*Source data*.

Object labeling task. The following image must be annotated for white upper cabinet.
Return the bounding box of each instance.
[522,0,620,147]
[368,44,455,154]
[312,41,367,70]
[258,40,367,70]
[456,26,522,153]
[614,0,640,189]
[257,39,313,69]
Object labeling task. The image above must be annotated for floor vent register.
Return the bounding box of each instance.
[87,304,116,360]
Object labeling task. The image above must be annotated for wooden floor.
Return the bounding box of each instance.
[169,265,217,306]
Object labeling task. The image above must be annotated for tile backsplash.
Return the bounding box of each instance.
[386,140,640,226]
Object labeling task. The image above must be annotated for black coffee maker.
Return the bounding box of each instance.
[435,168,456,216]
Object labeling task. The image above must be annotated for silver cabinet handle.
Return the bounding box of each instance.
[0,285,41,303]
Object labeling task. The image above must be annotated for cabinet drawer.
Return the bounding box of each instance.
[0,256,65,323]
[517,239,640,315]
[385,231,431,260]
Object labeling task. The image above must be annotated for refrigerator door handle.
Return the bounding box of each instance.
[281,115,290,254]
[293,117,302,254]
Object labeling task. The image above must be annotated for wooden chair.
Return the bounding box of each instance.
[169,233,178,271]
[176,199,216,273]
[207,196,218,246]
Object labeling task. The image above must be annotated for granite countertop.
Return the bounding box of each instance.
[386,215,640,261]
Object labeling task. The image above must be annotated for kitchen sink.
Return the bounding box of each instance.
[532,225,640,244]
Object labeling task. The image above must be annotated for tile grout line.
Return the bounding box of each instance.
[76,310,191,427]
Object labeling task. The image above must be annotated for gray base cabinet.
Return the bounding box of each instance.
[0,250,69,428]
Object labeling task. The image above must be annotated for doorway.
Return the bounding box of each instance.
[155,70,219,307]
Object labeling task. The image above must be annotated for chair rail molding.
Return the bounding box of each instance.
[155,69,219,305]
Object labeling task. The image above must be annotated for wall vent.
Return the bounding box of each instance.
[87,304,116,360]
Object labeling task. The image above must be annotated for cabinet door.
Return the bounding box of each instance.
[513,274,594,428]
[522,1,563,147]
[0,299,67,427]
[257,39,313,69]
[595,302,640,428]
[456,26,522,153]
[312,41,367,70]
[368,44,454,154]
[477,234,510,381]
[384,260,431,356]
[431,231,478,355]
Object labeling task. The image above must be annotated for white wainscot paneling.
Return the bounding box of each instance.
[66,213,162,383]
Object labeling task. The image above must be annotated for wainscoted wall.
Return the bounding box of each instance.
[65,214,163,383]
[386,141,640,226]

*What is needed*. Set down every record above exactly as given.

*Output of the task*.
Object labeling task. The following image must be annotated for white upper cabinet.
Return the bounding box of each instance.
[522,0,620,147]
[368,44,455,154]
[312,41,367,70]
[258,40,367,70]
[456,26,522,153]
[614,0,640,189]
[257,39,313,69]
Object labeling task. The image above must be annotated for floor vent register.
Return the bounding box of each instance.
[87,304,116,360]
Object labeling task. The image above must be annotated for wooden floor.
Return the bounding box of each instance.
[169,265,217,306]
Object labeling task. The image above must be annotated for tile backsplash.
Return the bounding box of each instance.
[386,140,640,226]
Object labeling task. The image above must be annotated for black coffee maker.
Return the bounding box of each instance.
[435,168,456,216]
Object labeling task. The image above must be annotated for silver cabinet handle.
Return the bounding box of each instance.
[0,285,41,303]
Object labeling task. The image above must be annotated for cabinet drawer.
Return the bounding box of each instance.
[0,256,65,323]
[517,239,640,315]
[385,231,431,260]
Object labeling task. The image above must be annotated for refrigerator door handle.
Return the bounding box of each instance.
[281,115,290,254]
[293,117,302,254]
Object labeling task. The image above must be annotated for wooden chair.
Return the bounding box of each instance.
[169,233,178,271]
[176,199,216,273]
[207,196,218,246]
Object labeling task. The image above must be annotated for granite countertop.
Return the bounding box of each instance.
[386,215,640,261]
Object labeling task. The image above must be annotated for kitchen sink.
Return the bounding box of each instance.
[532,225,640,244]
Object labeling task. The image above must be annotated for tile grout line.
Return the bounding box of each instance.
[76,310,191,427]
Object labeling task. The image above must be annotated for gray base cabinet.
Return the bounding box of each instance.
[0,250,69,428]
Object labeling task. The image above must be annotated for doorway.
Return the bounding box of each instance.
[155,70,219,307]
Object labeling task. The image above must be annotated for chair rail molding.
Return the bounding box of each instance.
[155,69,219,305]
Object labeling task. The image above must be annotated for wall vent.
Return the bounding box of each instance.
[87,304,116,360]
Object labeling task. The image above must be annotated for cabinet door.
Return the bounding box of each instance.
[513,274,594,428]
[522,1,563,147]
[0,299,67,427]
[257,39,313,69]
[595,302,640,428]
[456,26,522,153]
[312,41,367,70]
[368,44,454,154]
[477,234,510,381]
[384,260,431,356]
[431,231,478,355]
Object labeling task. The image above must be annotated for white wainscot paneling.
Return the bounding box of each instance.
[66,213,162,383]
Object labeling task. The image above must be annotated for wainscoted wall.
Return the bounding box of each instance.
[65,214,163,383]
[386,141,640,226]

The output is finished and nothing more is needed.